### EXERCISE DIRECTIONS:
Continue the thread on the CMU CL foreign function interface, starting right after its last sentence.

### DOCUMENT:
------------------------
You can get the compiler to tell you about this sort of problems by
asking it to give efficiency notes; check the user's manual (I don't
have it handy).
Still, I am puzzled by the 60 Mb consed in the first case. Could any
of the CMUCL developers explain exactly what was allocated?
J.
From: Raymond Toy
Subject: Re: FF interface in CMU CL - horribly inneficient?
Date:
Message-ID: <4nyb3kqngb.fsf@rtp.ericsson.se>
Johan Parin <······@uab.ericsson.se> writes:
>
> So the specific problem I described is solved by compiling the
> def-alien-routine form. However there is another (more worrying)
> problem (everything is compiled in the examples below):
>
> (eval-when (compile load eval)
> (defconstant *bufsiz* 512))
>
Add a declaim here for arr:
(declaim (type (alien (* (array (unsigned 8) 512))) arr))
> (defvar arr (make-alien (array (unsigned 8) #.*bufsiz*)))
> (defvar write-ptr 0)
I then get 0 sec and 48 bytes consed.
>> I also don't understand the following compilation warning:
>> In: DEFVAR ARR
>> (MAKE-ALIEN (ARRAY (UNSIGNED 8) 512))
>> ==>
>> (ALIEN::%SAP-ALIEN (ALIEN::%MAKE-ALIEN (* 8 #))
>> '#<ALIEN::ALIEN-POINTER-TYPE (* (ARRAY # 512))>)
>> Note: Unable to optimize because:
>> Could not optimize away %SAP-ALIEN: forced to do runtime
>> allocation of alien-value structure.
This shouldn't really matter since arr is only initialized once.
At this point, I have to agree with what Martin (Marco?) said: Why
not use unix:unix-read and friends to do your I/O? It's already
unportable, so use something nicer.
Perhaps if you gave an explanation of exactly what you want to do and
why it must use foreign data to do it, someone could give a suggestion
on how to do it without foreign data. Your examples don't really show
why it must use foreign data.
Ray
From: Johan Parin
Subject: Re: FF interface in CMU CL - horribly inneficient?
Date:
Message-ID: <kvhga73173.fsf@uab.ericsson.se>
Raymond Toy writes:
<snip>
> Add a declaim here for arr:
> (declaim (type (alien (* (array (unsigned 8) 512))) arr))
>> (defvar arr (make-alien (array (unsigned 8) #.*bufsiz*)))
>> (defvar write-ptr 0)
> I then get 0 sec and 48 bytes consed.
Thank you, that helped a lot!
<snip>
> At this point, I have to agree with what Martin (Marco?) said: Why
> not use unix:unix-read and friends to do your I/O? It's already
> unportable, so use something nicer.
I don't need foreign types when using the UNIX system calls?
> Perhaps if you gave an explanation of exactly what you want to do
> and why it must use foreign data to do it, someone could give a
> suggestion on how to do it without foreign data. Your examples
> don't really show why it must use foreign data.
What I'm trying to do is implement buffered I/O that will work with
sockets and pipes (the data flow is bidirectional) in both CMU CL and
Allegro. I realize that I will have to use some #+ conditionals. I
tried to use streams and make-fd-stream, but couldn't get that to work
with sockets.
------------------------
### ENTRIES PROVIDED:
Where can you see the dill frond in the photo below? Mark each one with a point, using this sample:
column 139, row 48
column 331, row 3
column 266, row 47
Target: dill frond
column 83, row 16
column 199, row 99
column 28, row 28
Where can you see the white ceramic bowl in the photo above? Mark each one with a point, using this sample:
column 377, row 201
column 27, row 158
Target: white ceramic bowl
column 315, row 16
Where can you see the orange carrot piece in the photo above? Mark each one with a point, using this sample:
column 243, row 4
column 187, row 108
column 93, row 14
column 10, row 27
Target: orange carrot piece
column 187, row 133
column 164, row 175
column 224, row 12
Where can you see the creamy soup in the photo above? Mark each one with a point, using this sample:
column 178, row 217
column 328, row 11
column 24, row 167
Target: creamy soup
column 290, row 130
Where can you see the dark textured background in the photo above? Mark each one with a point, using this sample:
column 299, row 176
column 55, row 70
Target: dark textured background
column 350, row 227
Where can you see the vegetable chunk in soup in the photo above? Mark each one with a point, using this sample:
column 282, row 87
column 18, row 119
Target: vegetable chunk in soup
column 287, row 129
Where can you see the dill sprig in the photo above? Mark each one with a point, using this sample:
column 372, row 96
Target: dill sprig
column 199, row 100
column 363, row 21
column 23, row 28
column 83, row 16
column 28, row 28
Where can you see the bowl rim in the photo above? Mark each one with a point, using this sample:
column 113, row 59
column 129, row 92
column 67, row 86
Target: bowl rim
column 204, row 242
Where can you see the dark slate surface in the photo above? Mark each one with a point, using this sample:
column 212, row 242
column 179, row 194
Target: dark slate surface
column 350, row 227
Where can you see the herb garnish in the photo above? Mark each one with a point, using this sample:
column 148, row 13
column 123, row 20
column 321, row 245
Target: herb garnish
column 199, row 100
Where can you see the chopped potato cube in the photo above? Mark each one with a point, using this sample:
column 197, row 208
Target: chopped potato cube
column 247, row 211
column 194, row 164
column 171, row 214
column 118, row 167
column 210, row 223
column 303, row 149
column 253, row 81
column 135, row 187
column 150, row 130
------------------------
### EXERCISE OUTPUT:
I thought a good way to do this would be to use a common C file, which
declares wrappers for the system functions, and use #+ conditionals in
the Lisp part, but maybe that's the wrong approach. As I understand
it, Allegro does not provide direct access to system calls, so I would
have to declare C wrappers for them.
> Ray
- Johan Parin
Johan Parin <······@uab.ericsson.se> writes:
>
>
> What I'm trying to do is implement buffered I/O that will work with
> sockets and pipes (the data flow is bidirectional) in both CMU CL and
> Allegro. I realize that I will have to use some #+ conditionals. I
> tried to use streams and make-fd-stream, but couldn't get that to work
> with sockets.
>
I believe that it'd more worthwhile to try to fix 'make-fd-stream'
or to add extra stream operations in CMUCL than to provide one more
extra layer.
But maybe we should take this off line to the CMUCL mailing lists.
--
Marco Antoniotti
==============================================================================
California Path Program - UC Berkeley
Richmond Field Station
tel. +1 - 510 - 231 9472
From: Raymond Toy
Subject: Re: FF interface in CMU CL - horribly inneficient?
Date:
Message-ID: <4niuunqlor.fsf@rtp.ericsson.se>
Johan Parin <······@uab.ericsson.se> writes:
>
> > At this point, I have to agree with what Martin (Marco?) said: Why
> > not use unix:unix-read and friends to do your I/O? It's already
> > unportable, so use something nicer.
>
> I don't need foreign types when using the UNIX system calls?
Maybe. However the system calls probably hide the foreign stuff and
the results are returned as Lisp objects. (I think.)
> What I'm trying to do is implement buffered I/O that will work with
> sockets and pipes (the data flow is bidirectional) in both CMU CL and
> Allegro. I realize that I will have to use some #+ conditionals. I
> tried to use streams and make-fd-stream, but couldn't get that to work
> with sockets.
I've never tried any of these so I can't help.
Ray
Johan Parin <······@uab.ericsson.se> writes:
>
> What I'm trying to do is implement buffered I/O that will work with
> sockets and pipes (the data flow is bidirectional) in both CMU CL and
> Allegro. I realize that I will have to use some #+ conditionals. I
> tried to use streams and make-fd-stream, but couldn't get that to work
> with sockets.
>
> I thought a good way to do this would be to use a common C file, which
> declares wrappers for the system functions, and use #+ conditionals in
> the Lisp part, but maybe that's the wrong approach. As I understand
> it, Allegro does not provide direct access to system calls, so I would
> have to declare C wrappers for them.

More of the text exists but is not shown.